■ WORK INSTRUCTIONS ■
Every entry in this listing should be written out exactly.
##### DATASET EXTRACT #####
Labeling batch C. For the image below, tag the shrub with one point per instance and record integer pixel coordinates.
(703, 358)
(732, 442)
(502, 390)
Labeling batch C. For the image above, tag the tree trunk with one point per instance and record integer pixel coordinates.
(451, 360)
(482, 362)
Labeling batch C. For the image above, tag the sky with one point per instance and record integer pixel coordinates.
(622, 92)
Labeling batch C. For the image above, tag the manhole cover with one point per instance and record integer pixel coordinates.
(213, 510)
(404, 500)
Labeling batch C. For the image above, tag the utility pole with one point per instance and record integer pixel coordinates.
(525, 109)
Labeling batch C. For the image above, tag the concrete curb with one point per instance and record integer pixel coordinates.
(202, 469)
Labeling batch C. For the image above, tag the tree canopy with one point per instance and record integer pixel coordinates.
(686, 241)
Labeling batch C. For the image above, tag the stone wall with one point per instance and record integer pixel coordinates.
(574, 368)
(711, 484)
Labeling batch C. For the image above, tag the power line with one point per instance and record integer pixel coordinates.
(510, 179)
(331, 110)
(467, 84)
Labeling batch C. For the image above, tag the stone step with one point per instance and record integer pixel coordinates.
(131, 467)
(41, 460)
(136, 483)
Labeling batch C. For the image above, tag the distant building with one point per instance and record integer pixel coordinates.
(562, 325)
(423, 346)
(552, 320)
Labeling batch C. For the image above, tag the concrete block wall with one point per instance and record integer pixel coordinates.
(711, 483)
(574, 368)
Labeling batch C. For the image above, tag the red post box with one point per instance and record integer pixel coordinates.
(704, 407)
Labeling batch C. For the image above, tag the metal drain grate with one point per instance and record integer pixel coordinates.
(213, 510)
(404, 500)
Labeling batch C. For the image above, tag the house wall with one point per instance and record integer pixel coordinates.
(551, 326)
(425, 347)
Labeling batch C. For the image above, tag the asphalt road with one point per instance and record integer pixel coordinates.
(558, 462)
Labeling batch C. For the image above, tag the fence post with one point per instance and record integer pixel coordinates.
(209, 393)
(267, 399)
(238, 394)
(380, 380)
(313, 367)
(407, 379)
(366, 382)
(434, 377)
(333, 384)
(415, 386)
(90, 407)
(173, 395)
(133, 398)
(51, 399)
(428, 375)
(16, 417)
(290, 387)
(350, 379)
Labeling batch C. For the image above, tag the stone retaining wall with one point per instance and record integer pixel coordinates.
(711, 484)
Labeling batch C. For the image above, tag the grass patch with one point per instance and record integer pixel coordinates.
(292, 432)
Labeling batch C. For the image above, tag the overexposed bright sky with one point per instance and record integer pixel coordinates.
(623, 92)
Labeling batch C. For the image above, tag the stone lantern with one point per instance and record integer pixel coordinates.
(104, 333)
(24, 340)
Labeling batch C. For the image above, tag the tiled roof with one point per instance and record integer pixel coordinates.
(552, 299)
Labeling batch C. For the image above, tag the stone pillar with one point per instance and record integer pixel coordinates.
#####
■ RESPONSE FOR THIS EXERCISE ■
Labeling batch C. For the image below, tag the shrub with one point per instance and record integer pixel coordinates.
(703, 358)
(732, 442)
(502, 390)
Labeling batch C. For the image above, tag the tree trunk with one point per instance and record integer pixel coordinates.
(451, 360)
(482, 362)
Labeling batch C. For the image above, tag the sky with one point per instance and record integer pixel coordinates.
(622, 92)
Labeling batch C. For the image above, tag the manhole cover with one point per instance and record integer pixel coordinates.
(213, 510)
(404, 500)
Labeling batch C. For the image above, tag the utility pole with one point per instance and record integer pixel coordinates.
(525, 109)
Labeling batch C. For the image above, tag the concrete curb with one point per instance and record integer pixel coordinates.
(202, 469)
Labeling batch C. For the image above, tag the tree canopy with one point per instance and record integer pixel coordinates.
(686, 241)
Labeling batch C. For the image above, tag the stone wall with one point per instance and record integer pixel coordinates.
(574, 368)
(711, 484)
Labeling batch C. For the image above, tag the power line with one point per instance and record integer pixel coordinates.
(510, 179)
(331, 110)
(467, 84)
Labeling batch C. For the image above, tag the stone step with one point per instance and record integer pixel coordinates.
(131, 467)
(41, 460)
(136, 483)
Labeling batch C. For the image above, tag the distant building with one point per instance and record integer pixel coordinates.
(562, 325)
(423, 346)
(552, 320)
Labeling batch C. For the image above, tag the concrete block wall with one point per instance and record integer pixel coordinates.
(711, 483)
(574, 368)
Labeling batch C. For the image above, tag the red post box with one point per instance and record integer pixel coordinates.
(704, 407)
Labeling batch C. For the image above, tag the metal drain grate with one point per instance and record integer pixel coordinates.
(213, 510)
(404, 500)
Labeling batch C. For the image above, tag the house wall with one point per instance and record integer pixel coordinates.
(551, 326)
(425, 347)
Labeling batch C. For the image above, tag the asphalt road with one point per instance and record integer pixel coordinates.
(558, 462)
Labeling batch C. For the image above, tag the fence post with one point per instance and record integer pixel coordinates.
(209, 393)
(267, 399)
(238, 394)
(380, 380)
(313, 367)
(407, 379)
(366, 382)
(434, 377)
(333, 384)
(415, 386)
(90, 407)
(173, 395)
(133, 398)
(51, 399)
(428, 375)
(16, 417)
(290, 387)
(350, 379)
Labeling batch C. For the image above, tag the stone retaining wall with one point per instance and record integer pixel coordinates.
(711, 484)
Labeling batch C. For the image above, tag the grass patch with one point per instance and record integer pixel coordinates.
(292, 432)
Labeling batch C. For the image above, tag the overexposed bright sky with one point per instance and record integer pixel coordinates.
(623, 92)
Labeling batch C. For the image above, tag the stone lantern with one point per instance and record integer pixel coordinates.
(104, 333)
(24, 340)
Labeling batch C. For the image above, tag the tiled roof with one point per instance and record integer pixel coordinates.
(552, 299)
Labeling batch C. For the image above, tag the stone pillar with one point per instance and record integer pixel coordinates.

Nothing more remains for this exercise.